▶ [TASK BRIEF] Restate word for word the line with "positive clicks: (395, 255) (398, 252)" and the rest of the listing after it, ending at the final line, and include nothing else.

▶ [THE DATA]
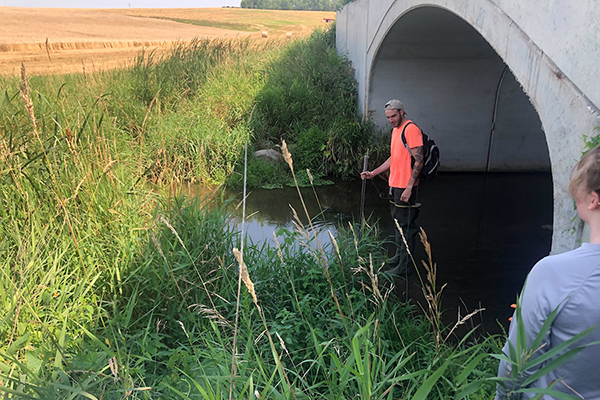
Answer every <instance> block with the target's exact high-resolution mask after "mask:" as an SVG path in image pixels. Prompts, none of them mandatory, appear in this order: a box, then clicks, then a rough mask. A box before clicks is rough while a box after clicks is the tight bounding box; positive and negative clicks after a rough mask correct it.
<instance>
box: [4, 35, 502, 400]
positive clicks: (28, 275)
mask: <svg viewBox="0 0 600 400" xmlns="http://www.w3.org/2000/svg"><path fill="white" fill-rule="evenodd" d="M1 82H2V88H4V90H3V91H2V93H1V97H0V171H1V172H0V201H1V202H2V207H0V237H1V238H2V240H1V246H0V249H1V250H0V251H1V252H2V258H1V261H0V262H1V265H0V271H2V279H1V280H0V282H1V283H0V284H1V285H2V287H1V288H0V293H1V294H0V300H1V302H2V307H3V313H2V315H3V317H2V320H1V321H2V322H1V324H0V380H1V386H0V390H1V391H3V392H4V393H6V394H7V396H8V397H10V396H14V397H15V398H17V397H18V398H44V399H50V398H102V399H113V398H114V399H117V398H124V397H127V398H204V399H221V398H229V397H231V398H235V399H242V398H250V399H254V398H261V399H276V398H287V399H291V398H296V399H297V398H328V399H330V398H339V399H344V398H355V397H356V396H357V395H360V397H361V398H365V399H370V398H387V399H392V398H415V399H424V398H439V399H445V398H448V397H453V396H455V395H459V397H461V396H460V393H463V394H464V393H466V394H469V393H470V398H472V399H477V398H486V399H487V398H490V393H491V391H492V390H493V384H491V383H490V382H489V381H487V380H486V379H487V377H489V376H490V375H492V374H493V373H494V369H495V363H494V362H493V361H492V359H491V358H490V357H489V356H488V355H487V353H488V352H489V351H497V349H496V348H495V347H494V346H495V344H494V341H493V340H488V341H485V342H482V343H479V344H477V343H474V342H469V341H470V340H471V339H470V338H469V339H466V340H465V341H463V342H460V343H456V342H455V341H452V340H450V339H448V335H449V330H448V329H444V328H442V327H441V326H440V324H439V315H438V312H439V309H440V308H439V307H440V305H439V302H438V300H439V297H438V296H436V293H438V292H437V291H439V288H436V287H435V283H434V280H433V278H431V277H433V276H434V274H432V275H431V277H430V279H429V281H427V280H426V279H425V277H424V280H426V282H425V284H426V286H428V287H429V288H430V289H431V290H432V297H430V299H431V302H430V304H429V306H430V308H429V311H428V312H427V313H425V315H426V316H427V318H426V317H423V316H420V315H418V313H415V312H414V311H415V310H414V309H413V308H411V306H409V305H404V304H402V303H398V302H395V301H390V296H391V295H390V292H389V289H385V286H386V284H384V283H382V282H379V281H378V280H377V275H376V274H374V273H373V271H374V270H376V269H377V268H378V266H379V263H380V261H381V260H382V258H383V255H382V254H381V252H380V248H381V246H380V243H379V242H378V240H377V239H376V235H375V232H373V230H370V228H369V229H368V230H367V231H366V232H365V233H364V234H362V235H356V234H355V233H354V232H353V231H352V230H350V229H349V230H348V232H346V233H345V234H343V235H341V236H340V237H338V238H335V240H334V242H335V243H336V244H335V245H331V244H327V245H325V244H321V245H320V246H318V245H316V244H314V243H313V246H308V247H306V246H303V245H302V244H303V243H305V242H307V241H313V242H314V239H311V238H310V236H309V234H307V233H306V231H305V230H304V229H302V228H299V231H298V232H287V231H280V232H278V233H277V235H278V241H279V243H280V246H279V248H268V247H265V246H262V247H261V246H253V247H246V248H245V249H244V255H243V258H244V261H245V265H247V266H248V270H249V279H251V280H252V281H253V284H254V290H255V291H256V295H257V299H256V300H253V298H252V296H251V295H250V294H249V293H248V291H247V290H246V289H245V288H243V289H242V290H241V291H240V288H239V286H238V284H239V281H238V279H239V278H238V276H239V275H238V273H237V272H238V265H239V262H238V261H237V260H236V259H235V258H234V253H233V251H232V249H233V248H234V247H238V248H240V247H241V238H240V236H239V234H238V233H237V232H236V229H235V227H233V226H232V225H231V222H230V219H229V218H228V216H227V215H226V214H225V213H224V212H222V211H221V210H222V205H223V203H224V201H223V200H222V199H220V198H219V196H215V198H214V199H213V200H210V201H209V200H204V201H202V200H200V199H185V198H182V197H179V196H169V195H168V194H166V193H165V191H163V190H161V189H160V188H161V187H169V186H170V184H171V183H173V182H180V181H197V182H205V183H222V182H225V181H230V182H233V181H236V180H237V179H238V178H236V177H238V176H239V172H240V171H239V161H240V158H241V155H242V154H243V147H244V144H245V143H246V142H249V143H250V146H251V147H254V146H260V147H263V146H274V145H276V144H279V143H281V142H280V140H281V138H283V139H286V140H287V141H288V143H290V148H291V150H292V157H293V159H294V166H295V168H296V169H297V171H298V173H299V174H300V173H301V171H303V170H304V168H311V171H313V173H314V174H315V175H316V174H319V173H320V174H325V173H330V172H335V173H337V174H339V175H342V176H343V175H344V174H349V173H351V172H354V171H355V169H356V168H359V166H360V162H359V160H360V157H361V154H362V152H363V150H364V149H365V147H366V146H368V145H370V143H369V140H370V139H369V137H370V136H369V135H368V132H369V127H365V126H363V125H361V124H360V123H359V120H358V118H357V116H356V112H355V108H354V98H353V96H354V86H353V80H352V78H351V74H350V73H349V66H348V64H347V63H346V62H344V60H341V59H340V58H339V57H338V56H337V54H336V53H335V50H334V47H333V35H332V33H331V32H329V33H316V34H315V35H313V36H312V37H311V38H310V39H308V40H299V41H296V42H293V43H292V44H290V45H285V46H284V45H282V44H281V43H278V42H268V43H266V44H261V45H258V44H256V43H254V42H250V41H238V42H227V41H218V40H216V41H196V42H193V43H191V44H190V45H189V46H180V47H179V48H177V49H175V50H174V51H173V54H172V55H171V57H169V58H167V59H164V60H158V59H154V58H153V57H152V55H151V54H150V55H148V54H147V55H145V56H143V57H142V56H140V58H139V60H138V62H137V63H136V64H135V65H134V66H133V68H131V69H128V70H122V71H113V72H106V73H98V74H94V75H88V76H84V75H71V76H54V77H43V78H42V77H31V78H30V79H29V80H28V82H26V81H25V80H23V81H21V82H19V81H18V80H16V79H12V78H2V80H1ZM19 84H20V85H21V89H19ZM236 168H237V170H236ZM283 171H284V168H283V167H281V166H279V167H273V166H272V165H270V164H267V163H262V162H259V161H257V160H251V162H250V165H249V176H250V181H251V182H252V184H254V185H276V184H281V182H283V181H285V180H288V179H290V175H289V173H288V172H283ZM269 176H275V178H274V179H271V178H269ZM209 203H210V204H209ZM298 212H301V210H298ZM321 249H322V250H321ZM430 263H431V262H430ZM246 282H247V283H248V284H249V280H248V279H246ZM427 282H429V283H427ZM387 285H388V287H389V282H388V283H387ZM436 290H437V291H436ZM426 309H427V306H426ZM485 382H487V384H486V383H485ZM463 389H464V390H465V392H461V391H462V390H463ZM230 394H231V395H230Z"/></svg>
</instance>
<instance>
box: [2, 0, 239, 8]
mask: <svg viewBox="0 0 600 400" xmlns="http://www.w3.org/2000/svg"><path fill="white" fill-rule="evenodd" d="M0 5H3V6H7V7H47V8H205V7H223V6H237V7H239V5H240V0H0Z"/></svg>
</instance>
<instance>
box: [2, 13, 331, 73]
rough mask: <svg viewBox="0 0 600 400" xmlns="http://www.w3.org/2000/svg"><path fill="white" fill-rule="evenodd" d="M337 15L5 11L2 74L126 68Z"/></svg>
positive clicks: (2, 50) (295, 35)
mask: <svg viewBox="0 0 600 400" xmlns="http://www.w3.org/2000/svg"><path fill="white" fill-rule="evenodd" d="M324 18H335V13H334V12H326V11H324V12H319V11H280V10H248V9H239V8H197V9H52V8H21V7H0V74H8V75H15V74H18V73H20V67H21V62H23V63H24V64H25V67H26V69H27V72H28V74H33V75H38V74H39V75H49V74H63V73H72V72H82V71H84V70H85V71H86V72H88V73H89V72H94V71H98V70H104V69H113V68H122V67H125V66H127V65H128V63H129V62H130V61H131V60H132V58H134V57H135V56H136V55H137V54H139V53H140V51H141V50H142V49H145V50H146V51H155V52H158V53H160V52H162V51H165V50H167V49H169V48H171V46H172V45H173V44H174V43H177V42H187V41H189V40H191V39H193V38H196V37H198V38H231V39H234V38H240V37H247V36H253V37H259V38H260V37H261V36H262V33H263V32H265V31H266V32H268V37H274V36H275V37H286V35H288V32H289V33H291V36H292V38H293V37H298V36H304V35H307V34H309V33H310V32H312V31H313V30H314V28H316V27H323V26H325V25H326V22H325V20H324Z"/></svg>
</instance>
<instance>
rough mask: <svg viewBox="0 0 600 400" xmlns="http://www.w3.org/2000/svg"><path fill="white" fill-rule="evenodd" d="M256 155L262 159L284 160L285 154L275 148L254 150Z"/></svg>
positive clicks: (263, 159) (275, 161)
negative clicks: (259, 149)
mask: <svg viewBox="0 0 600 400" xmlns="http://www.w3.org/2000/svg"><path fill="white" fill-rule="evenodd" d="M254 157H256V158H260V159H261V160H267V161H272V162H281V161H283V155H281V153H280V152H278V151H277V150H273V149H265V150H258V151H255V152H254Z"/></svg>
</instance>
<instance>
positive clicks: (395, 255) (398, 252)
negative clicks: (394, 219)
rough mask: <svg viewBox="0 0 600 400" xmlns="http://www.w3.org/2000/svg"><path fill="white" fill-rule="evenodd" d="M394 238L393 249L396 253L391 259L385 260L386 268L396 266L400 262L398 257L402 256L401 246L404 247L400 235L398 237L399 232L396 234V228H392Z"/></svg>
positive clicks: (395, 253) (401, 236)
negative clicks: (386, 267) (394, 236)
mask: <svg viewBox="0 0 600 400" xmlns="http://www.w3.org/2000/svg"><path fill="white" fill-rule="evenodd" d="M394 236H395V237H394V239H395V240H394V247H395V248H396V252H395V253H394V255H393V256H392V257H390V258H388V259H387V260H385V264H386V265H387V266H388V267H394V266H396V265H398V262H399V261H400V256H401V255H402V246H403V245H404V244H403V243H402V235H400V232H398V229H396V228H394Z"/></svg>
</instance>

▶ [TASK RESPONSE]
positive clicks: (395, 255) (398, 252)
negative clicks: (394, 219)
rough mask: <svg viewBox="0 0 600 400" xmlns="http://www.w3.org/2000/svg"><path fill="white" fill-rule="evenodd" d="M394 238L393 249L396 253L391 259L385 260L386 268L396 266L400 262L398 257L402 256L401 246L404 247L400 235L398 237L399 232L396 234V228H392Z"/></svg>
positive clicks: (395, 253) (401, 236)
negative clicks: (386, 267) (394, 236)
mask: <svg viewBox="0 0 600 400" xmlns="http://www.w3.org/2000/svg"><path fill="white" fill-rule="evenodd" d="M394 236H395V237H394V239H395V240H394V247H395V248H396V252H395V253H394V255H393V256H392V257H390V258H388V259H387V260H385V264H386V265H387V266H388V267H394V266H396V265H398V262H399V261H400V256H401V255H402V246H403V245H404V244H403V243H402V235H400V232H398V229H396V228H394Z"/></svg>
</instance>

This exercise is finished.